What to work on: Each line of the material must reappear unchanged in the answer.

=== Material supplied ===

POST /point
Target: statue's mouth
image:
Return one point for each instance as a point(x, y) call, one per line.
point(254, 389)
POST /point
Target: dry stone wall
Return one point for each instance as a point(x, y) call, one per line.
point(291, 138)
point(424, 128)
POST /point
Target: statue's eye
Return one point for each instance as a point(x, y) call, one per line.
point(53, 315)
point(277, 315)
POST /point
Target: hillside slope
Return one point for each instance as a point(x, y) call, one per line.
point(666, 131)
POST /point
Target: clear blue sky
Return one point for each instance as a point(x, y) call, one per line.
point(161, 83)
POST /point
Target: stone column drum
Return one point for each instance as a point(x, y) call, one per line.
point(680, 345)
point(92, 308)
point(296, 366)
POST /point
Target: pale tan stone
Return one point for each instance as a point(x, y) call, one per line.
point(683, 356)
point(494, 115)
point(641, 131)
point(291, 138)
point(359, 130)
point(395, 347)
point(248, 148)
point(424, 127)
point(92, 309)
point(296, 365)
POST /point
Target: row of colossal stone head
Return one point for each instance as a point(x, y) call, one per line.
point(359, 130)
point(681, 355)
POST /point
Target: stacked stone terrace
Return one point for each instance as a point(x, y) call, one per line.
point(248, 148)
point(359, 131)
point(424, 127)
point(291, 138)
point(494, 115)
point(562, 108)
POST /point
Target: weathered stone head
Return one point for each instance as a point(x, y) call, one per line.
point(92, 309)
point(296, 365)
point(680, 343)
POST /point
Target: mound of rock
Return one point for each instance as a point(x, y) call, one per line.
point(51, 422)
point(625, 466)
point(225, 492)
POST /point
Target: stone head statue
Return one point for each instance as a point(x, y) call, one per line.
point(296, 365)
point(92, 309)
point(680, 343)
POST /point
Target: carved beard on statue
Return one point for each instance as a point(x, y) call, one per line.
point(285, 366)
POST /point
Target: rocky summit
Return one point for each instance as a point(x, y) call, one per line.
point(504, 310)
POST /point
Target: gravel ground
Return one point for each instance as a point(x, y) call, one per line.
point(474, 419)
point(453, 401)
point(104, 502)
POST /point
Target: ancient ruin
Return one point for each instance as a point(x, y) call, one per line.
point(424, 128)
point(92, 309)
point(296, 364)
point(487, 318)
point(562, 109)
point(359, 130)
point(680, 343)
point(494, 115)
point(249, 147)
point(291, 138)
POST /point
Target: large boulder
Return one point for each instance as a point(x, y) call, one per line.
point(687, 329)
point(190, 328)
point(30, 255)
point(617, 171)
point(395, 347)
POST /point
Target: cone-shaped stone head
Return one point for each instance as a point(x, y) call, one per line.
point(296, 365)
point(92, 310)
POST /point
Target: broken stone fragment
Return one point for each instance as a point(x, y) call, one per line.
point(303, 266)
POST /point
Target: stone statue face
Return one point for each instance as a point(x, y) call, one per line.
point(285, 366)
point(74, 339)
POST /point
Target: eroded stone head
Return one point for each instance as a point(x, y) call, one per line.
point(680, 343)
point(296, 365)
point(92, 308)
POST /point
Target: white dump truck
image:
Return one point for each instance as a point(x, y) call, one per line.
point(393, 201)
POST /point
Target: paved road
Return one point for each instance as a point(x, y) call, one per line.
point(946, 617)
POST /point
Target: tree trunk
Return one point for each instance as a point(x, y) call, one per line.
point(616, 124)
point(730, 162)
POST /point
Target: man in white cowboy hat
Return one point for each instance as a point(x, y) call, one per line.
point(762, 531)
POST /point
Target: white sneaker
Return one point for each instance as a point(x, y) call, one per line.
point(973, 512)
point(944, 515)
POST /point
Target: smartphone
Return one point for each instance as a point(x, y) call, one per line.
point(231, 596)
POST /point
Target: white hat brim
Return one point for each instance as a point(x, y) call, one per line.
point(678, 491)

===

Solution to this exercise:
POST /point
Target: statue's mouth
image:
Return one point for each instance as a point(x, y) call, one per line.
point(254, 389)
POST /point
Target: dry stone wall
Return one point for each instance as a point(x, y) call, one per line.
point(291, 138)
point(424, 128)
POST /point
Target: statue's eye
Return one point for each instance as a point(x, y) call, one per line.
point(53, 315)
point(277, 315)
POST /point
Target: hillside slope
Return one point for each instance as a point(x, y) call, one per line.
point(666, 131)
POST /point
Target: clear blue sky
Return one point for each instance as a point(x, y) call, one per line.
point(161, 83)
POST /point
Target: stone column drum
Return one point for each instance as a point(x, y) call, one per line.
point(680, 345)
point(92, 308)
point(296, 366)
POST /point
Target: pale tan stone
Return one point for each instance as a point(x, y) call, one per line.
point(683, 356)
point(494, 115)
point(641, 131)
point(291, 138)
point(359, 130)
point(395, 347)
point(248, 148)
point(424, 127)
point(92, 309)
point(296, 365)
POST /point
Target: row of colossal stone head
Return one point for each instance as a point(x, y) call, one per line.
point(359, 130)
point(681, 355)
POST /point
Target: stacked stone terrace
Return one point for each instance as a point(x, y) call, one per line.
point(248, 148)
point(359, 131)
point(424, 127)
point(291, 138)
point(494, 115)
point(562, 108)
POST /point
Target: weathered stone head
Return one point for each instance as a point(x, y) call, one per line.
point(92, 309)
point(296, 365)
point(680, 343)
POST /point
Target: mound of rock
Return one point for each instance as a point(x, y) call, one per line.
point(51, 422)
point(625, 466)
point(225, 492)
POST /point
Target: stone head statue
Return one point for each instance as a point(x, y) call, one per line.
point(296, 365)
point(92, 309)
point(680, 343)
POST /point
Target: carved beard on statue
Return one point for each instance as a point(x, y) call, one per line.
point(285, 366)
POST /point
Target: rocky summit
Return one point for each instance as a point(x, y) call, one per line.
point(504, 310)
POST /point
Target: gravel ground
Return one point for each instance as a point(x, y) call, one per line.
point(474, 419)
point(453, 401)
point(104, 502)
POST /point
Target: ancient ruin
Return one point for each instance as a point(x, y) call, one per line.
point(424, 128)
point(92, 309)
point(296, 364)
point(487, 318)
point(562, 109)
point(359, 130)
point(680, 343)
point(494, 115)
point(249, 147)
point(291, 138)
POST /point
Target: large boulder
Return one point for each instance as a point(x, y) call, one per line.
point(687, 329)
point(190, 328)
point(30, 255)
point(617, 171)
point(395, 347)
POST /point
Target: cone-shaped stone head
Return one point for each instance as a point(x, y) call, one per line.
point(296, 365)
point(92, 310)
POST /point
Target: broken stone fragment
Return one point for each instance as a point(x, y) call, one per line.
point(303, 266)
POST /point
Target: stone statue face
Return one point for each instance as a point(x, y) call, one per line.
point(285, 366)
point(74, 339)
POST /point
Target: eroded stone head
Return one point for each instance as a point(x, y) call, one per line.
point(680, 343)
point(296, 365)
point(92, 308)
POST /point
Target: white dump truck
image:
Return one point for each instance as a point(x, y) call, one per line.
point(393, 201)
POST /point
Target: paved road
Return one point for each instance as a point(x, y) call, one per line.
point(946, 617)
POST /point
Target: tree trunk
Return one point for each instance as a point(x, y) call, one per line.
point(616, 124)
point(730, 162)
POST /point
Target: man in white cowboy hat
Return one point for each instance as a point(x, y) call, one per line.
point(762, 531)
POST /point
Target: white sneaker
Return one point for each instance as a point(x, y) call, one per line.
point(973, 512)
point(944, 515)
POST /point
Target: smartphone
Return one point for each instance as a point(x, y) call, one per line.
point(231, 596)
POST /point
Target: white hat brim
Return one point for each instance as a point(x, y) call, one per line.
point(678, 491)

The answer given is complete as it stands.